## Exercise inputs
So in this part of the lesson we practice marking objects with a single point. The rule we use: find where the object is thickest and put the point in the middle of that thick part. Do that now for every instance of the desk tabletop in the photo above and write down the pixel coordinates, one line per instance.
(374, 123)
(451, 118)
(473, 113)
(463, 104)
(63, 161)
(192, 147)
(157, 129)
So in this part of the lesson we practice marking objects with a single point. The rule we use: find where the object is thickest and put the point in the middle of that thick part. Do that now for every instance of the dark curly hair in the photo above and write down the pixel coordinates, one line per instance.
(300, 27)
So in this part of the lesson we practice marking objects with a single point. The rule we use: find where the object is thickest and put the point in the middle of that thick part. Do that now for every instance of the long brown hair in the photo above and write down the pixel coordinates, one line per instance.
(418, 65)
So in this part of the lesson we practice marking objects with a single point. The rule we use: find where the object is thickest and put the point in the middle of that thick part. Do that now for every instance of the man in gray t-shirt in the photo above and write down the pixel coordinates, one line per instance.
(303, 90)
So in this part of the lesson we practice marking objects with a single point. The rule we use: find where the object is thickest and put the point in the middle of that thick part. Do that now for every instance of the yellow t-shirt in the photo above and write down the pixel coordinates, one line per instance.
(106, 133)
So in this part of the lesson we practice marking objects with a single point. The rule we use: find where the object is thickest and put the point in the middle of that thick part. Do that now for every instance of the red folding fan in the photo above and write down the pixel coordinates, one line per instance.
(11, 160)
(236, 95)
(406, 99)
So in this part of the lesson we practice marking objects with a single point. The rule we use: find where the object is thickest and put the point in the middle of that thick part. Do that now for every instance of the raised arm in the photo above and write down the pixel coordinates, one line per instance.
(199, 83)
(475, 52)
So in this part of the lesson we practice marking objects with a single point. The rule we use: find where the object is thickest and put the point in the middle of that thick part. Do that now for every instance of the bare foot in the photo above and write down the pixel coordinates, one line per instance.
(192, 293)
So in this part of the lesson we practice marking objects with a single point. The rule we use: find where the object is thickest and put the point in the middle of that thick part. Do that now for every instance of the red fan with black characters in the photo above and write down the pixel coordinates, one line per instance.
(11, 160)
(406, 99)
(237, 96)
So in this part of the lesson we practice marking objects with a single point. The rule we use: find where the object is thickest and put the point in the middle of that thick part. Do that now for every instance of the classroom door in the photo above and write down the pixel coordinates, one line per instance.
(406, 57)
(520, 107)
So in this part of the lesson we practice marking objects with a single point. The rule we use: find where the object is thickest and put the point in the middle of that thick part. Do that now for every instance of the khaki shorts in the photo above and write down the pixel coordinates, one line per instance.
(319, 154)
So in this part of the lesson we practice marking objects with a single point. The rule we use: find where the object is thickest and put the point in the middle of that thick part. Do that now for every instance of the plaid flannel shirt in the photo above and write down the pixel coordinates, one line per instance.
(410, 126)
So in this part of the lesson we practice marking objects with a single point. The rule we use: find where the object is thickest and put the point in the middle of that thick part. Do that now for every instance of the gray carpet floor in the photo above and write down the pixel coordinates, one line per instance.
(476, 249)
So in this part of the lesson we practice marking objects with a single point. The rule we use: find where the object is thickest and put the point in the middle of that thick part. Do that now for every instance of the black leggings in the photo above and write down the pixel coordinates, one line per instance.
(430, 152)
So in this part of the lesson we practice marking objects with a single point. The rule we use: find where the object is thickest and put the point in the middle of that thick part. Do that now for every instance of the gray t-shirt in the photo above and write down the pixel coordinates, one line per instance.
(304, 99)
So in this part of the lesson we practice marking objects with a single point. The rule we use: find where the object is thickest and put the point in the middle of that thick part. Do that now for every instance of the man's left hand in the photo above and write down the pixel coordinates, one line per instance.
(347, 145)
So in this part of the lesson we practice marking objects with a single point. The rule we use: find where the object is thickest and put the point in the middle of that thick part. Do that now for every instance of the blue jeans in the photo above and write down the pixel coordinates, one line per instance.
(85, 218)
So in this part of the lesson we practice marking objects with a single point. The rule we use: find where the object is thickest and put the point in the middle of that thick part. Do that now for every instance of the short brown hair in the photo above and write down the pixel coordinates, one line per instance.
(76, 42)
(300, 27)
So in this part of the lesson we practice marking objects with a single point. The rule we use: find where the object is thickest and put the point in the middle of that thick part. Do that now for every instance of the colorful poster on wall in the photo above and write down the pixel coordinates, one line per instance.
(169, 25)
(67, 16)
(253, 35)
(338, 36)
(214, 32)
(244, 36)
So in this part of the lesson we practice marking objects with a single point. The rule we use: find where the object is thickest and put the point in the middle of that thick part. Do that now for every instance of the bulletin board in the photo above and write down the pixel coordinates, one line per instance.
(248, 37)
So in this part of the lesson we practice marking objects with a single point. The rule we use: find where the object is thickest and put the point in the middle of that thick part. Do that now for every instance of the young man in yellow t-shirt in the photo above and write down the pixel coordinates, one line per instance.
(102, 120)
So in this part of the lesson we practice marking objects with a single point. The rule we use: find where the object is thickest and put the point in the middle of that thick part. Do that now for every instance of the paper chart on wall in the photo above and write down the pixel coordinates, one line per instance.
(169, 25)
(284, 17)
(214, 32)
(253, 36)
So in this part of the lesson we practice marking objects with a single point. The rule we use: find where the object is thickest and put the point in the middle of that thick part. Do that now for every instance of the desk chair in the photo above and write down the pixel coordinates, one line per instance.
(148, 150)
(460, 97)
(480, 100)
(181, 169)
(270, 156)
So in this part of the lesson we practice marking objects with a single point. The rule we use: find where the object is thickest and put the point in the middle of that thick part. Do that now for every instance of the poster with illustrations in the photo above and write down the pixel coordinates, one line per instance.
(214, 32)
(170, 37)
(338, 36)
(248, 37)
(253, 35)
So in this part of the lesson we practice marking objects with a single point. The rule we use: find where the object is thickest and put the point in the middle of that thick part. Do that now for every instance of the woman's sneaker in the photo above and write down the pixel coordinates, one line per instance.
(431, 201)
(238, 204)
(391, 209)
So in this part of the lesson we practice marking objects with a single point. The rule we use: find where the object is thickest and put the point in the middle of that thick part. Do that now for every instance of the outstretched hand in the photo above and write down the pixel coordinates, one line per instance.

==

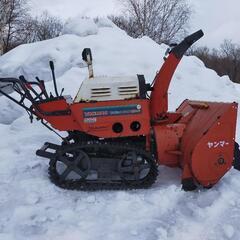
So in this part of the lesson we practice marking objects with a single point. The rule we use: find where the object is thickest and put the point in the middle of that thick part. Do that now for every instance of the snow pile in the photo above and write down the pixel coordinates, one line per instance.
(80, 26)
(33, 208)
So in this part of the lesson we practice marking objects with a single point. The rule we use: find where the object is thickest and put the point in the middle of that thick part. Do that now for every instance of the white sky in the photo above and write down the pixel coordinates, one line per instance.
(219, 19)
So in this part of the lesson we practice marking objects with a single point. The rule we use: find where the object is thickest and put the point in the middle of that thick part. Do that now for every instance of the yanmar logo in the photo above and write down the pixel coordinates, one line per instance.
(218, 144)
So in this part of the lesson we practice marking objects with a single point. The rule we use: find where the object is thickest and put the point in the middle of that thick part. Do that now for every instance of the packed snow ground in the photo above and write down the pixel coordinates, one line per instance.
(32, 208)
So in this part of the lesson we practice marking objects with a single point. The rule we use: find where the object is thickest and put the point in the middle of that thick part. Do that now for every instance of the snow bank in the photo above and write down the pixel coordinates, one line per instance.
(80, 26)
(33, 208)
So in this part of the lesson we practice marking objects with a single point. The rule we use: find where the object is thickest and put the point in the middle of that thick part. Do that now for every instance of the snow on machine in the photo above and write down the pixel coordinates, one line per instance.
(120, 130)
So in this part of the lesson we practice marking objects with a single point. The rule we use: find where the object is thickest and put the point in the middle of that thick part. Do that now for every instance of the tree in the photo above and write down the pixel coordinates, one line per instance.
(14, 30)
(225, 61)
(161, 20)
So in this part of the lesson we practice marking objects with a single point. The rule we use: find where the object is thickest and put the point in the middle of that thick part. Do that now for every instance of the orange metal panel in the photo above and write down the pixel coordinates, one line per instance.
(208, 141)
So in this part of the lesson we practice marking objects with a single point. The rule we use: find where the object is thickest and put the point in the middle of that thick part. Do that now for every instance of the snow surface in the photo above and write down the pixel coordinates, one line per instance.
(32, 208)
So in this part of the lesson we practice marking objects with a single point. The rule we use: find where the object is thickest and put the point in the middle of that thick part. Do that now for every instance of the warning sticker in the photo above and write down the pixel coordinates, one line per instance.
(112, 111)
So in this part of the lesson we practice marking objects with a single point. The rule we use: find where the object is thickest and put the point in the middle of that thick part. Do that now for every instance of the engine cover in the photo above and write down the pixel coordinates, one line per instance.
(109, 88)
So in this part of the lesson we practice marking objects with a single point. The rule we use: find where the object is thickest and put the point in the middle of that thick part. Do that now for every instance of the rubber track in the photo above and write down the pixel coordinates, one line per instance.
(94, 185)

## How to complete this task
Would you please copy, word for word, everything above from the line containing "of the woman's" down to the line containing "of the outstretched", those two lines included?

## Task output
So in this part of the lesson we practice marking objects with a single point. The rule we use: find where the object is thickest and put the point in the middle of that thick part. Do that now for every instance of the woman's sneaker in the photo above and write down the pixel coordinates, one line per instance.
(431, 201)
(238, 204)
(391, 209)
So in this part of the lesson we practice marking objects with a single point. The rule we use: find where the object is thickest and put the point in the middle of that thick part. Do that now for every instance of the outstretched hand in the photo above and write down the pixel coordinates, one line per instance.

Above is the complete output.